*** Recorded data Section Begins ***

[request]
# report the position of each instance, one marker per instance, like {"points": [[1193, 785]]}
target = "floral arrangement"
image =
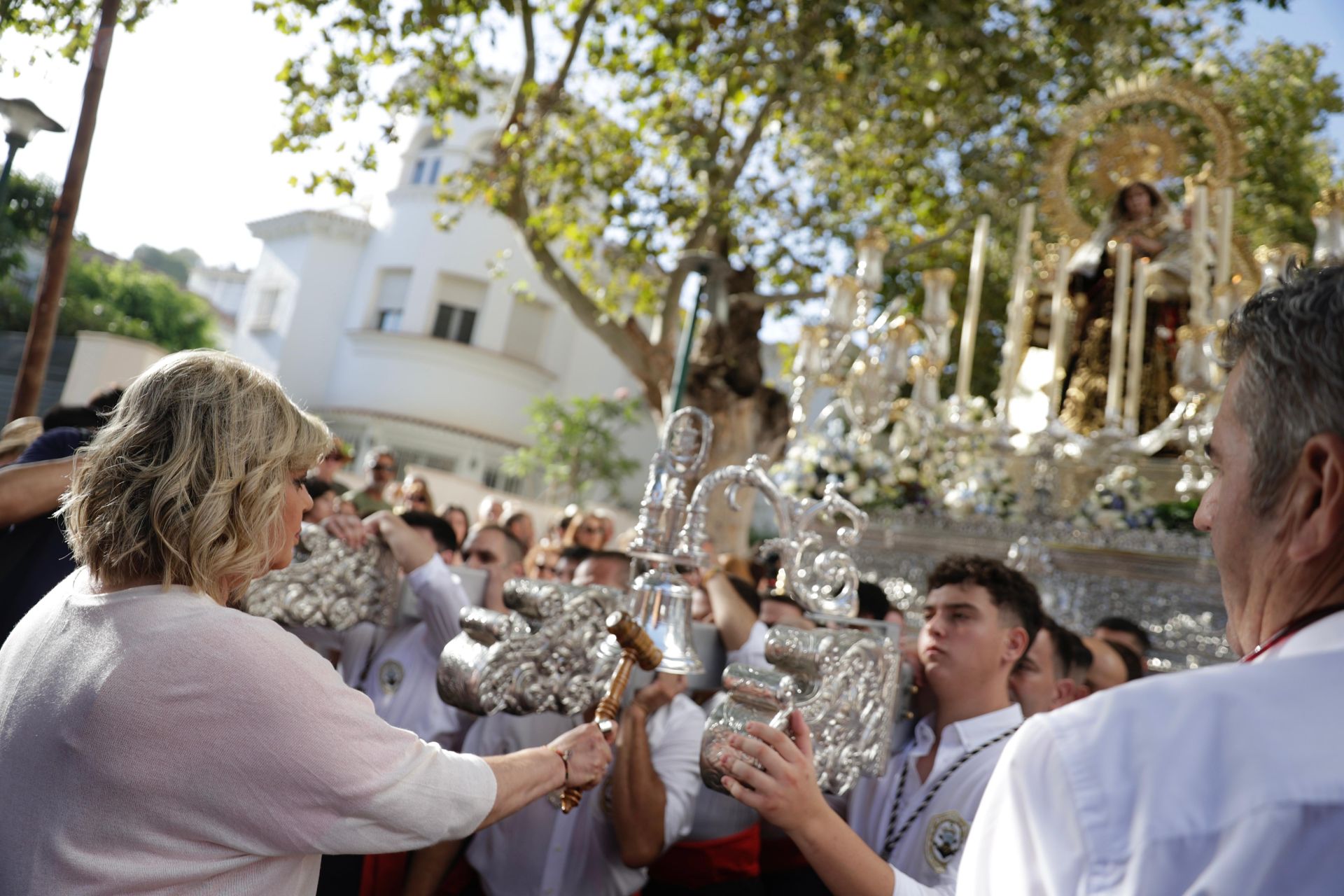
{"points": [[925, 464], [1121, 500], [867, 476]]}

*** Recorded data Section Ends ***

Give every line of the data above again as it stands; the pictures stay out.

_Result_
[request]
# report the position of each instance, one marker per instance, like {"points": [[1193, 785]]}
target = "floral arrangement"
image =
{"points": [[925, 464], [1121, 500], [867, 476]]}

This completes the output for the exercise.